TASK INPUTS:
──────────────────────────────

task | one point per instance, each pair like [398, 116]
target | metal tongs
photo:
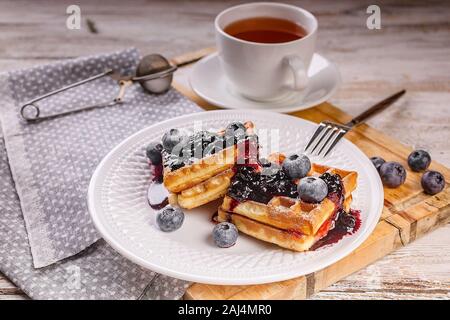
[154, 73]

──────────────────────────────

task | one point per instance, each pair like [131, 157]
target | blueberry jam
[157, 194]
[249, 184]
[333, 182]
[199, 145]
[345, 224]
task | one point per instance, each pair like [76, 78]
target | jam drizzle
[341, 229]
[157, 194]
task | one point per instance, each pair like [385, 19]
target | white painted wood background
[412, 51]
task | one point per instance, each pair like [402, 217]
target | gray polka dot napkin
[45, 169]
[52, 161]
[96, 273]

──────────────────────────────

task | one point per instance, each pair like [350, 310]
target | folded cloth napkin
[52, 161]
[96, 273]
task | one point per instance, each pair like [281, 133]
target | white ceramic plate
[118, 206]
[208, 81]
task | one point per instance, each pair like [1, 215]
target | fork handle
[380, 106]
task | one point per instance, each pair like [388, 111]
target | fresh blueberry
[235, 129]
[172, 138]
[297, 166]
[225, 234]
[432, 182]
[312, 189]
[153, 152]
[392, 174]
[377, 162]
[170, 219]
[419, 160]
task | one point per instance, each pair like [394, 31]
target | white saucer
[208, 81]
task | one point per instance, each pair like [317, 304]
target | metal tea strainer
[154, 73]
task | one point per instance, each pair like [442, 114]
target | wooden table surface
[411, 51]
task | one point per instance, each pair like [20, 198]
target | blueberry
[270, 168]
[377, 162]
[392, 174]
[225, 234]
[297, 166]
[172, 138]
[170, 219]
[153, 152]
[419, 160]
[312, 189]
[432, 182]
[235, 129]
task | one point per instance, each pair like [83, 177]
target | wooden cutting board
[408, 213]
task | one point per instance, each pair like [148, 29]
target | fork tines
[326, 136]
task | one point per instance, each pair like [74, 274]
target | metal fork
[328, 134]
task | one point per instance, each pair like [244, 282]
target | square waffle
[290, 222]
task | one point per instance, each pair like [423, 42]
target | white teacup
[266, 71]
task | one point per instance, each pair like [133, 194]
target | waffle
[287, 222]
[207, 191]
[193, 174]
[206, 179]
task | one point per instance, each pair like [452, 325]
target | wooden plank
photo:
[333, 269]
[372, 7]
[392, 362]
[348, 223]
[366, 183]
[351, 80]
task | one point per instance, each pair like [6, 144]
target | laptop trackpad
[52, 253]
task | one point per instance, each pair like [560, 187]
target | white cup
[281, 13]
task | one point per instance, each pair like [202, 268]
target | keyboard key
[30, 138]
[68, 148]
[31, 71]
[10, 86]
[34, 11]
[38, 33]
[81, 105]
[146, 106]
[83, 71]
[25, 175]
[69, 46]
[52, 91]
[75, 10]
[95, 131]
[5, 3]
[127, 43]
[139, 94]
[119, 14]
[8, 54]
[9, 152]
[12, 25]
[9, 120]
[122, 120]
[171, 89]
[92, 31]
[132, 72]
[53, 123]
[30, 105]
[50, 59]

──────────────────────────────

ACTIVITY:
Only one stretch of the entries above is wanted: the lines from the one containing "target | fresh blueberry" through the one containing "target | wooden plank". Please reproduce it exactly.

SOLUTION FOR THIS PROBLEM:
target | fresh blueberry
[235, 129]
[172, 138]
[297, 166]
[225, 234]
[432, 182]
[312, 189]
[153, 152]
[392, 174]
[377, 162]
[170, 219]
[419, 160]
task | one point per instance, each pair like [394, 31]
target | white saucer
[208, 81]
task | one point per instance, each pair like [317, 304]
target | metal tea strainer
[154, 73]
task | one point per instance, each pair like [442, 114]
target | wooden table surface
[411, 51]
task | one point per instance, each pair like [20, 198]
target | blueberry
[270, 168]
[377, 162]
[392, 174]
[225, 234]
[297, 166]
[172, 138]
[170, 219]
[153, 152]
[419, 160]
[312, 189]
[432, 182]
[235, 129]
task | one point per instance, each pair like [83, 177]
target | wooden cutting board
[408, 213]
task | one point per instance, each pair like [148, 29]
target | fork tines
[326, 136]
task | one point per instance, each pair like [74, 274]
target | metal fork
[328, 134]
task | one point per instance, each pair like [244, 282]
target | square waffle
[290, 222]
task | one point per instance, each pair like [423, 42]
target | white teacup
[266, 71]
task | one point per instance, each pair like [133, 194]
target | waffle
[287, 222]
[207, 191]
[193, 174]
[206, 179]
task | one point per instance, each pair like [452, 325]
target | wooden plank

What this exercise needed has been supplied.